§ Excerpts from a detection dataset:

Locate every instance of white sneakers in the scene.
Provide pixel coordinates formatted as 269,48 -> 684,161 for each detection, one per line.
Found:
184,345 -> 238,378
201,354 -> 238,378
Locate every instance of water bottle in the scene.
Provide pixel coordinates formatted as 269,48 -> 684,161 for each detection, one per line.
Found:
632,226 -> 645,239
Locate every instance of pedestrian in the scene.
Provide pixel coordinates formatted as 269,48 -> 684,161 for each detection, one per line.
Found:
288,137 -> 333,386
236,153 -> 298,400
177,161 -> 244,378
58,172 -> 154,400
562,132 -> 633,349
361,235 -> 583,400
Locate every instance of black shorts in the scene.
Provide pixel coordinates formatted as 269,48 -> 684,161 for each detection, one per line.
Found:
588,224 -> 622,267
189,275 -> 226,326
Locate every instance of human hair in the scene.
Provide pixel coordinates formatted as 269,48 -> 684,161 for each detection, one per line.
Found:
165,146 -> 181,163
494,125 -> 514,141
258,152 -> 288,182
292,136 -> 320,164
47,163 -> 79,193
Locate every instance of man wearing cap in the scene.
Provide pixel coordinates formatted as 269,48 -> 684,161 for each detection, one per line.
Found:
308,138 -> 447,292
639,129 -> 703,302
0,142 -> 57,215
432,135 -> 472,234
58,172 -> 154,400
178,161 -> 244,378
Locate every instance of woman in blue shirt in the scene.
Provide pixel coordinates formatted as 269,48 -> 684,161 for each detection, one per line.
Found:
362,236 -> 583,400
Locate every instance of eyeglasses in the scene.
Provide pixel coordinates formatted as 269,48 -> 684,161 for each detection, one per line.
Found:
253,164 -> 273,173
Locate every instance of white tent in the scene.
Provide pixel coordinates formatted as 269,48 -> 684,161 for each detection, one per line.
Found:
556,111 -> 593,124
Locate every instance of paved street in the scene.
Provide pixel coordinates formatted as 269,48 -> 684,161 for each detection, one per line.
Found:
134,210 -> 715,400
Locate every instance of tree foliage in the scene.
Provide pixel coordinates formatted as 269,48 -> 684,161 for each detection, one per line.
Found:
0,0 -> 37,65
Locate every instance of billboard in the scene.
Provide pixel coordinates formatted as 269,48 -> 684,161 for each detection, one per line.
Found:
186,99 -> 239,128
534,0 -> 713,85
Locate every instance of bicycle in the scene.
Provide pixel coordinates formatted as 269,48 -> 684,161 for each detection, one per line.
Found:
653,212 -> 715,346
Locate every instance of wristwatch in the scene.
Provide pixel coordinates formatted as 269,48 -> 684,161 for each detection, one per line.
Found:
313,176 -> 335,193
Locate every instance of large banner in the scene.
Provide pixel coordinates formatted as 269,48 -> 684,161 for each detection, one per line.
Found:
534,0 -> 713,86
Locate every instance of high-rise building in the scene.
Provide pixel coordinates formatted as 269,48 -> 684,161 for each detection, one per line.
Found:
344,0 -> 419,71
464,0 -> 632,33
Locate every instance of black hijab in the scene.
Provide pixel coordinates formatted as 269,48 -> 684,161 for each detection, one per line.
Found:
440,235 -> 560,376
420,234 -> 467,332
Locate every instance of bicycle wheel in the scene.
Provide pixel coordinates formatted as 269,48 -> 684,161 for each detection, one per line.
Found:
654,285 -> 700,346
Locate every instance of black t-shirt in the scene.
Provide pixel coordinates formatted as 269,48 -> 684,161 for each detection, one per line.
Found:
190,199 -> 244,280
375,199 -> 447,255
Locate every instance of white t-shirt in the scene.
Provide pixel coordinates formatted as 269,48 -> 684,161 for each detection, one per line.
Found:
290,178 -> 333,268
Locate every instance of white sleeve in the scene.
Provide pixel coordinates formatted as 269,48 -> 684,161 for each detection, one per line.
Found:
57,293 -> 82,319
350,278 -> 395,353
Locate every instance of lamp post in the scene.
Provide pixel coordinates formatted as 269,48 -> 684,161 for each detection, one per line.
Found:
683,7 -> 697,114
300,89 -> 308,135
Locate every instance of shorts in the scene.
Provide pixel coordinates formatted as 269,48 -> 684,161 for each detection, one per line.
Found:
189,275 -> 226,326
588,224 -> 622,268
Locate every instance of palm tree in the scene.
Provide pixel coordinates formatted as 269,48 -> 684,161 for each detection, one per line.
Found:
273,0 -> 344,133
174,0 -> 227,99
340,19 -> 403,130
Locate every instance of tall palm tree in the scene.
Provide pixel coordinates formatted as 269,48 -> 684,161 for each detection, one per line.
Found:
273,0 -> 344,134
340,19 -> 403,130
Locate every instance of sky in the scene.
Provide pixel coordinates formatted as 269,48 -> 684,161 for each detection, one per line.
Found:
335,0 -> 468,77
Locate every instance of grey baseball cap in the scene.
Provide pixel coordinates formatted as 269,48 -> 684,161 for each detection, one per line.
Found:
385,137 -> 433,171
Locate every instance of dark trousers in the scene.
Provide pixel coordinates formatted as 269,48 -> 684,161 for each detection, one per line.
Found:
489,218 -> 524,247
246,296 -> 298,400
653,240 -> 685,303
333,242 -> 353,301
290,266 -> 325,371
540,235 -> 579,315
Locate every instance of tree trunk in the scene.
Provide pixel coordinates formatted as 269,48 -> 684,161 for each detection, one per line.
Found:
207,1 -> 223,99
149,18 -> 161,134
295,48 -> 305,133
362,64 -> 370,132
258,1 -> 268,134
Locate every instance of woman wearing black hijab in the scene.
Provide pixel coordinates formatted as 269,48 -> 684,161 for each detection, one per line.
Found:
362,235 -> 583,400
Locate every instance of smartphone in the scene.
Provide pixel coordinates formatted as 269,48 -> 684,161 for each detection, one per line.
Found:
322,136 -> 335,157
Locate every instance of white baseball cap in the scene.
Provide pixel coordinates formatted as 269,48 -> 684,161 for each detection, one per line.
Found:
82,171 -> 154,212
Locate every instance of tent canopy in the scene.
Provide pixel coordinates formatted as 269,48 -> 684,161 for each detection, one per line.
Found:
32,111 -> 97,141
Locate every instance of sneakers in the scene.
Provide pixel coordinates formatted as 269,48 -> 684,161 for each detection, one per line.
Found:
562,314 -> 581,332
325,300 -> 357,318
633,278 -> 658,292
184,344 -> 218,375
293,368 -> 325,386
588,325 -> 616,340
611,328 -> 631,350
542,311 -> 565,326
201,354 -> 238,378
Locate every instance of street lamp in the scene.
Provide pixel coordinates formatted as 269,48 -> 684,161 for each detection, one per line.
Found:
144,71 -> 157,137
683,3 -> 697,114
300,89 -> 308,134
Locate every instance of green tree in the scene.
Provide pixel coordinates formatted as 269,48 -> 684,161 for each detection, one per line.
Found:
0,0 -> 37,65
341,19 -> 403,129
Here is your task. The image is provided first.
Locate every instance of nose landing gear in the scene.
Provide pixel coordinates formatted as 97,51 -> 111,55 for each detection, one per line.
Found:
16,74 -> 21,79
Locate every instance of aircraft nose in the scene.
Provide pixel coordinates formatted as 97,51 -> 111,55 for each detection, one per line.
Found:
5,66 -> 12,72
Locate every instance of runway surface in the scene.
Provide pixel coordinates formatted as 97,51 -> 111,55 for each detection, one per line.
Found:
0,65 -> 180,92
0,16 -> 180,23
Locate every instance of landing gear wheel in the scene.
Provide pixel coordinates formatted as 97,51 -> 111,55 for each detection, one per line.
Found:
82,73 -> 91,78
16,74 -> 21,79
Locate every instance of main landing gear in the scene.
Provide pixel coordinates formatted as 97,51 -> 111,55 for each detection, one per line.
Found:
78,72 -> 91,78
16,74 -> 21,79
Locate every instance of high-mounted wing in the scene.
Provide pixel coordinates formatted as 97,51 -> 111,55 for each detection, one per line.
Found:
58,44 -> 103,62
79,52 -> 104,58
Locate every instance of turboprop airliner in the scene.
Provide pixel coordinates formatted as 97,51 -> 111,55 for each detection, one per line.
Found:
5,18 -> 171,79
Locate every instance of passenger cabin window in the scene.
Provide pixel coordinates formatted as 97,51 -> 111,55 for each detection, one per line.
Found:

§ Instructions for the task: Can you lay out the lines as a JSON list of strings, one string per line and blank lines left out, starting with the line that contains "Locate every instance of street" and going on through the line that contains "341,19 -> 403,129", with both of those lines included?

§ Completed exercise:
[
  "Locate every instance of street lamp in the scene.",
  "Provide pixel coordinates formatted as 269,48 -> 684,161 for each detection, one per line.",
  "Found:",
  "144,71 -> 157,137",
  "683,3 -> 697,114",
  "300,89 -> 308,134",
  "Locate every instance of green tree in the scene.",
  "Provide pixel coordinates formatted as 269,48 -> 684,161 for each detection, one per line.",
  "Found:",
  "0,0 -> 37,65",
  "341,19 -> 403,129"
]